>> START

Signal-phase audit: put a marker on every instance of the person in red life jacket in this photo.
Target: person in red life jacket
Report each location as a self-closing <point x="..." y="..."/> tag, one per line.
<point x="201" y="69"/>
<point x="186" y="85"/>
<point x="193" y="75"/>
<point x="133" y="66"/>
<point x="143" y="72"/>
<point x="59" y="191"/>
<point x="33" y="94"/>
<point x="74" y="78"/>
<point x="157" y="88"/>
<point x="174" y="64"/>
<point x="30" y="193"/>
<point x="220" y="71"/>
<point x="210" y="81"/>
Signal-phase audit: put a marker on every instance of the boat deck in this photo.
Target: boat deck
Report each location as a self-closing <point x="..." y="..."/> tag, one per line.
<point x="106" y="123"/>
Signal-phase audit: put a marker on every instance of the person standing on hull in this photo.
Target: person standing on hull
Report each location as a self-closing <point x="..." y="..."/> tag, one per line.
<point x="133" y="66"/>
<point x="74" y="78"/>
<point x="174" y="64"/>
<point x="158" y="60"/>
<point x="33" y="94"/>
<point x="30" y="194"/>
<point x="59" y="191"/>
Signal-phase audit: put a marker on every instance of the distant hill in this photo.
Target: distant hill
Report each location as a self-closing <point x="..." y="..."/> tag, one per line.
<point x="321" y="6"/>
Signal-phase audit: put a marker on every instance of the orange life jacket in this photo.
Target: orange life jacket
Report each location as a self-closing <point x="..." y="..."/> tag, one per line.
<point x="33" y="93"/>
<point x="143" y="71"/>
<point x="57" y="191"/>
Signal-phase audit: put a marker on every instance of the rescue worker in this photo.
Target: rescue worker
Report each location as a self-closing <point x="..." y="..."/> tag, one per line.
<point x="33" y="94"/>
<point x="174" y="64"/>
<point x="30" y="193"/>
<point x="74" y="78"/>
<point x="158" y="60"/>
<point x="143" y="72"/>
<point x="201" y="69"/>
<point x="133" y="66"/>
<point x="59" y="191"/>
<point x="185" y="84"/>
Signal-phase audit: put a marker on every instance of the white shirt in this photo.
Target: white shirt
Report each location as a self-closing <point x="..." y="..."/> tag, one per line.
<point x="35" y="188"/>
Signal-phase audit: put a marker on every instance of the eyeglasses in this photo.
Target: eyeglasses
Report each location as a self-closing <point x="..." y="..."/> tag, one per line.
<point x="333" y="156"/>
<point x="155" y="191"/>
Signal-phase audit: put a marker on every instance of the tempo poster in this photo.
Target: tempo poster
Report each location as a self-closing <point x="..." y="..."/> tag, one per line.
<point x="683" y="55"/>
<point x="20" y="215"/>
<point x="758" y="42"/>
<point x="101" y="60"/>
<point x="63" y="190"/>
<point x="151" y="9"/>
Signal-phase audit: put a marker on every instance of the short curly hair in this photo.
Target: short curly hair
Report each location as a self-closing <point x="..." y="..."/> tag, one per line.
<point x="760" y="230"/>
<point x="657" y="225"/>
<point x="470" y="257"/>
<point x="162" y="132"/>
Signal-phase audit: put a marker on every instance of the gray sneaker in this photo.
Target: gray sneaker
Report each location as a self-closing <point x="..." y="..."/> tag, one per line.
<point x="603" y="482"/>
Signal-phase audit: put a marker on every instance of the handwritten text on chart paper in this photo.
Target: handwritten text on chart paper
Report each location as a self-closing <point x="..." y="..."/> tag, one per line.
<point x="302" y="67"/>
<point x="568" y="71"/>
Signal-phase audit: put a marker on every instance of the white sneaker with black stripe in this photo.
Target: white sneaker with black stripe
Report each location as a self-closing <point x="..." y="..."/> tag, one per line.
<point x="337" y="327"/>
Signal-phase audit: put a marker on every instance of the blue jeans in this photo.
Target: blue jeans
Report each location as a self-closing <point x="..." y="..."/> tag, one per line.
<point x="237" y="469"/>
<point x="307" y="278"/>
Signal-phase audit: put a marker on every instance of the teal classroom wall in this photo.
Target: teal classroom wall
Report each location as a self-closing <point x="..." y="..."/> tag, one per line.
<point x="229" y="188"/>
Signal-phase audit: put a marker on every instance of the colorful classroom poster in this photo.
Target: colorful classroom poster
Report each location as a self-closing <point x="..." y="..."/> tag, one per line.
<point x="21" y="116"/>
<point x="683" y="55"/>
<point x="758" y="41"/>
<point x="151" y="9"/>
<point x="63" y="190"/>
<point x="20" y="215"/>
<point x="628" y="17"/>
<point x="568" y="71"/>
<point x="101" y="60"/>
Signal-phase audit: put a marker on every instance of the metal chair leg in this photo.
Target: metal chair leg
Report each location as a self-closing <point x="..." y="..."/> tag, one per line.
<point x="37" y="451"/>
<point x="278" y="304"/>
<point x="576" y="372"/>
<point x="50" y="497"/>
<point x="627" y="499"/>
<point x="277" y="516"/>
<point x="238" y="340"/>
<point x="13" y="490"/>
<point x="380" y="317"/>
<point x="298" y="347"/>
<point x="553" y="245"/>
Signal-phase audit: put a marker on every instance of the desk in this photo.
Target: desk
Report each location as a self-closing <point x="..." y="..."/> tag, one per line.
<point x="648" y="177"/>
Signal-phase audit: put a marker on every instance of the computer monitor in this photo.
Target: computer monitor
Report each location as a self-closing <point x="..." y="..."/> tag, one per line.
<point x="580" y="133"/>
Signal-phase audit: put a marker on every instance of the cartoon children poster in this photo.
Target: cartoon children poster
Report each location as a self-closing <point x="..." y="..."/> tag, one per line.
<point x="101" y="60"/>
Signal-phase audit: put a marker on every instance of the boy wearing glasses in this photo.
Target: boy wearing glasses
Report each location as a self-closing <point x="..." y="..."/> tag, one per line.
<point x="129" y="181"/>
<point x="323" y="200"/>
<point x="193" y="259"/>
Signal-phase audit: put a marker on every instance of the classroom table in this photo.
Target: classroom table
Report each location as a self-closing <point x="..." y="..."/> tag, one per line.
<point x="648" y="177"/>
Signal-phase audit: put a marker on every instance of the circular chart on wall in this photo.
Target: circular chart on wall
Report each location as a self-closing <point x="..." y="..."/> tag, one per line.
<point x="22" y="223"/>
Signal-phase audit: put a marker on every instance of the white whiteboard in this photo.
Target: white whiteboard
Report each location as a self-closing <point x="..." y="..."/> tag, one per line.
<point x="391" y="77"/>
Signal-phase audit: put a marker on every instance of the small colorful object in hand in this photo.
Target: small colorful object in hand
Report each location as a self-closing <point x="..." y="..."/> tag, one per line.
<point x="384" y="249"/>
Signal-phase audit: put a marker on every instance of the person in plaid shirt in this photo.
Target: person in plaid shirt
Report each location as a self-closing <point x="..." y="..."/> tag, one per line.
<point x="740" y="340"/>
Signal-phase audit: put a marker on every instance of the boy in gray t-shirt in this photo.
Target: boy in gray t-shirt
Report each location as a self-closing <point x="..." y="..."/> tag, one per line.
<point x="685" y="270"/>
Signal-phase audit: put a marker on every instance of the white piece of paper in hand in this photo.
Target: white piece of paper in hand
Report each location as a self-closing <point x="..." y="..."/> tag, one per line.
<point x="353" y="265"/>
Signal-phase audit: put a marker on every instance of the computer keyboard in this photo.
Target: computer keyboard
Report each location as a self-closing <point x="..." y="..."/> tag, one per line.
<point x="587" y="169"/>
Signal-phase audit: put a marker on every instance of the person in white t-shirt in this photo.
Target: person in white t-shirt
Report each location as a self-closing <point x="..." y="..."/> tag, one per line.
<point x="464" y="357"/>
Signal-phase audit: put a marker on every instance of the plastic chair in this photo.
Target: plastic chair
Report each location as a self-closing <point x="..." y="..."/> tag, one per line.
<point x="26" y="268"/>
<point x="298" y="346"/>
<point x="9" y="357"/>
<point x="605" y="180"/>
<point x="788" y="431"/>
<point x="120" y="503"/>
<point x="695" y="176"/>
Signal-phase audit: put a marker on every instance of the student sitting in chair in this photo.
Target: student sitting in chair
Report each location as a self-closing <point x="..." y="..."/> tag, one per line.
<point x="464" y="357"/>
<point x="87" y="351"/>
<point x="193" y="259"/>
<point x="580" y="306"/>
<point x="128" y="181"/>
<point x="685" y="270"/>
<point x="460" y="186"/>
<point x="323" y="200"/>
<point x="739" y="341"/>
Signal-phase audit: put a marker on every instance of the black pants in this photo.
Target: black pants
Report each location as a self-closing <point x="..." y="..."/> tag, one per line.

>> END

→ THE REQUEST
Take the lines from the one containing "in chair in this photo." to the last line of the material above and write them out exactly.

→ SOLUTION FOR THIS PROBLEM
Signal-phase audit: put a marker on every instance of the student sitting in chair in this photo.
Target: student sitting in chair
Report each location as a self-closing <point x="..." y="..."/> tag, one per line.
<point x="464" y="357"/>
<point x="87" y="351"/>
<point x="193" y="259"/>
<point x="580" y="306"/>
<point x="128" y="181"/>
<point x="685" y="270"/>
<point x="460" y="186"/>
<point x="323" y="200"/>
<point x="739" y="341"/>
Signal-phase audit: put a marker on every instance of the black pants in this photo.
Target: black pants
Report each location as a self-closing <point x="..." y="..."/> tag, one per line.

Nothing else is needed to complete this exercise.